======== Provided material

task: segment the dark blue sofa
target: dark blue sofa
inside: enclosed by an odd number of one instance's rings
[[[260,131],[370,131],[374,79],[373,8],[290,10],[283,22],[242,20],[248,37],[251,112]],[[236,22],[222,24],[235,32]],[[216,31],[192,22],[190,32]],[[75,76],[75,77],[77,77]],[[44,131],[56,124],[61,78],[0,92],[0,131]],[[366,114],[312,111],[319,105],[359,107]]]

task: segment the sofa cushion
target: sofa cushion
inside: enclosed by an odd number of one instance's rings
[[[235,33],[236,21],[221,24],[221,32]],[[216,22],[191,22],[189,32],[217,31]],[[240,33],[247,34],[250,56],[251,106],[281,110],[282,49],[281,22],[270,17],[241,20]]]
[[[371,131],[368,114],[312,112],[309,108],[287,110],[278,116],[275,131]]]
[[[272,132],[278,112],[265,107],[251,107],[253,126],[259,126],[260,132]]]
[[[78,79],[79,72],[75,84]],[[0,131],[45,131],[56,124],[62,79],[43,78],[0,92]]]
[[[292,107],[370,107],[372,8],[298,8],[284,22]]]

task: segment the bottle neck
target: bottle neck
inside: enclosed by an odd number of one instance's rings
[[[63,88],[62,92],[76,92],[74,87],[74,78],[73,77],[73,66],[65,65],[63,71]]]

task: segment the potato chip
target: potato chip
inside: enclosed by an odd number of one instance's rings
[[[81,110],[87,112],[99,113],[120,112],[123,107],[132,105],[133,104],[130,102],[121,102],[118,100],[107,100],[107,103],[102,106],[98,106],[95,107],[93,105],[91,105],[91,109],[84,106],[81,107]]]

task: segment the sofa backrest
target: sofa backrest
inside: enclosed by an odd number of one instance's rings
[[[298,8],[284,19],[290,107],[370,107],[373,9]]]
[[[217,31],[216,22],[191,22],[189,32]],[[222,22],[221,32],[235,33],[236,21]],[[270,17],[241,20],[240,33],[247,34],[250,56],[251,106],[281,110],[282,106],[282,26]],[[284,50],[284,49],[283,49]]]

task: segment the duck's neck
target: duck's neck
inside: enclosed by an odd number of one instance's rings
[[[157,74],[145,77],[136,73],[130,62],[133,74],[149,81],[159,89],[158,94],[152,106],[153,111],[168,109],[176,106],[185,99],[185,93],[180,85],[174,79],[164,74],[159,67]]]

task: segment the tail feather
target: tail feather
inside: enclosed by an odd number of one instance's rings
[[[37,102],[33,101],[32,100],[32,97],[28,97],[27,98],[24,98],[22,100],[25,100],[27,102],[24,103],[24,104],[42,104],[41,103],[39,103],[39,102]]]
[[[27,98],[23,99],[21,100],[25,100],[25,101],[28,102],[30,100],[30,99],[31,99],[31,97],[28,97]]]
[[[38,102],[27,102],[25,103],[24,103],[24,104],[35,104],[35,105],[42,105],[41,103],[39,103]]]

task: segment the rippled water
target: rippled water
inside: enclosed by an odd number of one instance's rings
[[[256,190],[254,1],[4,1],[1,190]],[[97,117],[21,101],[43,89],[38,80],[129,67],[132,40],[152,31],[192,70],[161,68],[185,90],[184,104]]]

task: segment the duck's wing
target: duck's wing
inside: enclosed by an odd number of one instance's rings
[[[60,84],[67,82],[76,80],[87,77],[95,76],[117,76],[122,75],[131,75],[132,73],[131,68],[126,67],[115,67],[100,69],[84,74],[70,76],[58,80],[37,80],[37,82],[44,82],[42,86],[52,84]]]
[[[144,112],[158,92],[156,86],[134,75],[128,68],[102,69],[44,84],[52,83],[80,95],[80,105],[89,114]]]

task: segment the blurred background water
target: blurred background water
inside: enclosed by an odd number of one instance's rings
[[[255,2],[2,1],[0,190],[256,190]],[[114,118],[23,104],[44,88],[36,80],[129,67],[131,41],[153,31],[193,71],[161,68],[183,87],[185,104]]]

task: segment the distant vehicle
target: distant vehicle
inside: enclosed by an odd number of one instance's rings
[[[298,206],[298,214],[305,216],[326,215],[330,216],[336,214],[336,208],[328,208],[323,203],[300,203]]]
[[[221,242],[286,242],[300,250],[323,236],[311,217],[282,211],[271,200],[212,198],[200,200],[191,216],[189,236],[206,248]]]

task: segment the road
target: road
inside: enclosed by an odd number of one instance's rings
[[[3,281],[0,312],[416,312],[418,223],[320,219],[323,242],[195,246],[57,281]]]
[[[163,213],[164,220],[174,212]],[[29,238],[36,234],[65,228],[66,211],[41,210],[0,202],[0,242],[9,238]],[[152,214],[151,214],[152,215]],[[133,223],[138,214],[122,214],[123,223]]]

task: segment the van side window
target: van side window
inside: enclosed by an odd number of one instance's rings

================

Work to do
Convert the material into a Markdown table with the columns Row and Material line. Start at the line containing "task: segment the distant vehicle", stop after the final line of the material, number each row, and leave out blank lines.

Expected output
| Row | Material line |
|---|---|
| 1 | task: segment the distant vehicle |
| 2 | target: distant vehicle |
| 3 | inside: enclosed by an odd number of one instance's rings |
| 4 | [[[298,206],[298,214],[305,216],[326,215],[330,216],[336,214],[336,208],[328,208],[323,203],[300,203]]] |
| 5 | [[[221,242],[286,242],[300,250],[323,236],[311,217],[282,211],[271,200],[212,198],[200,200],[191,216],[189,236],[206,248]]] |
| 6 | task: segment the road |
| 7 | target: road |
| 8 | inside: enclosed by an odd number of one instance's rings |
| 9 | [[[3,281],[0,312],[416,312],[418,223],[320,219],[323,242],[195,246],[57,281]]] |
| 10 | [[[163,213],[164,220],[174,212]],[[29,238],[36,234],[65,228],[66,211],[41,210],[0,202],[0,242],[9,238]],[[152,214],[151,214],[152,215]],[[133,223],[138,214],[122,214],[123,223]]] |
| 11 | task: segment the van side window |
| 12 | target: van side window |
| 13 | inside: enclosed by an odd number of one instance's rings |